> [PASSAGE SHOWN]
• • • • • • •
Reference implementation — work items (beads)

The implementation decomposes into the beads below. They are designed here but not yet filed; create them with bd create when EP-0027 implementation is scheduled. Sequencing: the doc/spec sweeps (B7, B8) land in lockstep with the code retirement (B6), never ahead of it, so no doc ever describes a key the code still has.

  • B1 — :rf/set-db standard event. [task · P2] Register :rf/set-db (handler returns {:db new-db}; validates exactly one map argument, else :rf.error/set-db-bad-value) in both the regular registrar and the image standard registry; reserved-id collision guard on app re-registration.
  • B2 — :initial-events normalizer + setup runner. [task · P2] Validate the strict top-level shape; a step is an event vector or {:event … :opts …} where :opts is ordinary dispatch-sync opts with :frame forbidden. At construction, dispatch each step through the existing synchronous dispatch path, in order, tagging each with :source :frame-init + step index; on a throw, tear down the partial frame.
  • B3 — Wire into the three construction surfaces. [task · P2] reg-frame, make-frame, and owned frame-provider accept :initial-events; the provider runs setup once per frame-id lifetime and destroy-then-rethrows on an acquire throw.
  • B4 — Forbid handler-time construction (Spec 002 decision). [task · P1] Replace the trace/*handler-scope* :on-create branch in reg-frame with the fail-loud :rf.error/frame-construction-in-handler guard; record the Spec 002 principle (handlers mutate app-db; views/top-level materialize frames). Touches spec/002-Frames.md — hot-zone, sequential.
  • B5 — reset-frame! replays :initial-events. [task · P2] Re-dispatch the recorded :initial-events in place of the :on-create re-fire; :initial-events is durable frame config, replaced on re-registration and cleared when absent; best-effort, no snapshot.
  • B6 — Retire :on-create / :initial-db (code) + diagnostics. [task · P1] Reject both in construction maps; add the full :rf.error/* set from §Diagnostics.
  • B7 — Sweep /spec for stale references. [task · P2] A careful git grep over tracked files under /spec for every stale reference — :on-create, :initial-db, :rf.frame/initial-db, the old reset-app-db! {}-clear wording, and any mid-cascade / handler-time frame-construction language — removing or rewriting each to the :initial-events / [:rf/set-db …] forms. Tracked files only (git grep, so the generated site/ and build copies are skipped — the residue trap). spec/* are hot-zone (sequential). Pre-alpha clean break: no shim, no deprecation note. Land in lockstep with B6.
• • • • • • •
> [EXCERPTED DATA]
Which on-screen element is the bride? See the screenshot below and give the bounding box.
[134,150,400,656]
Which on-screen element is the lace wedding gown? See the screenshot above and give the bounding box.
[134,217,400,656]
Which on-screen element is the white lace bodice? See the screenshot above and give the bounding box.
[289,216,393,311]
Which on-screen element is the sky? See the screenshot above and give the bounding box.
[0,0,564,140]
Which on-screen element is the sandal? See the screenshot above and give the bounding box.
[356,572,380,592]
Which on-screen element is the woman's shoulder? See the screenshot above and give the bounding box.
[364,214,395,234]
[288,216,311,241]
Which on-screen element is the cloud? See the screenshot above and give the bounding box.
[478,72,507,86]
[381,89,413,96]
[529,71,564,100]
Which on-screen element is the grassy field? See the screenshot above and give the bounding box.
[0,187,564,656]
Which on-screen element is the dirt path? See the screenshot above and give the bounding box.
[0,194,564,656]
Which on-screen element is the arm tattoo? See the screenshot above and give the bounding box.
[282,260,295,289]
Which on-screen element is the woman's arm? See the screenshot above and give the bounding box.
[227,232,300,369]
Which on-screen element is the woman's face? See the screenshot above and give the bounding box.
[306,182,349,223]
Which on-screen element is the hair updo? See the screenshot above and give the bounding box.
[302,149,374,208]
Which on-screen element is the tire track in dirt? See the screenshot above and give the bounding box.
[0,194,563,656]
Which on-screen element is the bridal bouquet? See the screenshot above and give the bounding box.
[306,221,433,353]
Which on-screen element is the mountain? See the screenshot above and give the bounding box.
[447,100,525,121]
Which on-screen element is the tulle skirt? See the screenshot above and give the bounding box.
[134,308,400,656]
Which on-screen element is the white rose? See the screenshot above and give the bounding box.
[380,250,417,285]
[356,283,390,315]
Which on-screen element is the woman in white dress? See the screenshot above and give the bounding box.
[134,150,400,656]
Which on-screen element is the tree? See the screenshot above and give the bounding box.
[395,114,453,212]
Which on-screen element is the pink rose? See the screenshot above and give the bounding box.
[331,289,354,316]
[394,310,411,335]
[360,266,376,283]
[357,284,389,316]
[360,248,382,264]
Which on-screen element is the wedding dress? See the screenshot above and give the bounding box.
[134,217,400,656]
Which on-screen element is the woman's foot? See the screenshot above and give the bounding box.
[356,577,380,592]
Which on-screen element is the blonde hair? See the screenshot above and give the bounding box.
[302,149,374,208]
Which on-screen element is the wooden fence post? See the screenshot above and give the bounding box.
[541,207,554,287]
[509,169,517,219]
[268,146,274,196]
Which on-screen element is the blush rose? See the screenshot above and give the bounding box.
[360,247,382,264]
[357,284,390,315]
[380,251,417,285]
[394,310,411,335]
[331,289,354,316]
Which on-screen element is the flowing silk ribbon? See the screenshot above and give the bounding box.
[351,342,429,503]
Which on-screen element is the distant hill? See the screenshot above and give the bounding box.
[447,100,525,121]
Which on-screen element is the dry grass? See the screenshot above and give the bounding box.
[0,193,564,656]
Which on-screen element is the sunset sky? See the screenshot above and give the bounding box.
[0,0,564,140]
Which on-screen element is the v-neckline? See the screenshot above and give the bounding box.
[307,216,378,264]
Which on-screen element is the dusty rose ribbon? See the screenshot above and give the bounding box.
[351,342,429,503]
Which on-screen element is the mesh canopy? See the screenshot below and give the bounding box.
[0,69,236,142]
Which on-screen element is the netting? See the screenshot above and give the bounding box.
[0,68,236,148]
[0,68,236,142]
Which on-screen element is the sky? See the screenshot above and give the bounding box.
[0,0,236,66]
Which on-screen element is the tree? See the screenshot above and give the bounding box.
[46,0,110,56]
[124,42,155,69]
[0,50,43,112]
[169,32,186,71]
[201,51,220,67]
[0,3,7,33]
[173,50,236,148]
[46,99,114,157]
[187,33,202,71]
• • • • • • •
> [ACTIVITY LIST]
a) Print the part of the work-items passage starting with "Reference implementation —" and going on through "code still has.".
b) Answer these questions from the work-items passage:
(i) What priority is bead B4 given?
(ii) Which error does :rf/set-db raise when it does not receive exactly one map argument?
(iii) Which command does B7 use so that the generated site/ and build copies are skipped?
Work only from the passage on work items, without consulting any other source.

> [SOLUTIONS PER TASK]
a)
Reference implementation — work items (beads)

The implementation decomposes into the beads below. They are designed here but not yet filed; create them with bd create when EP-0027 implementation is scheduled. Sequencing: the doc/spec sweeps (B7, B8) land in lockstep with the code retirement (B6), never ahead of it, so no doc ever describes a key the code still has.

b)
(i) P1
(ii) :rf.error/set-db-bad-value
(iii) git grep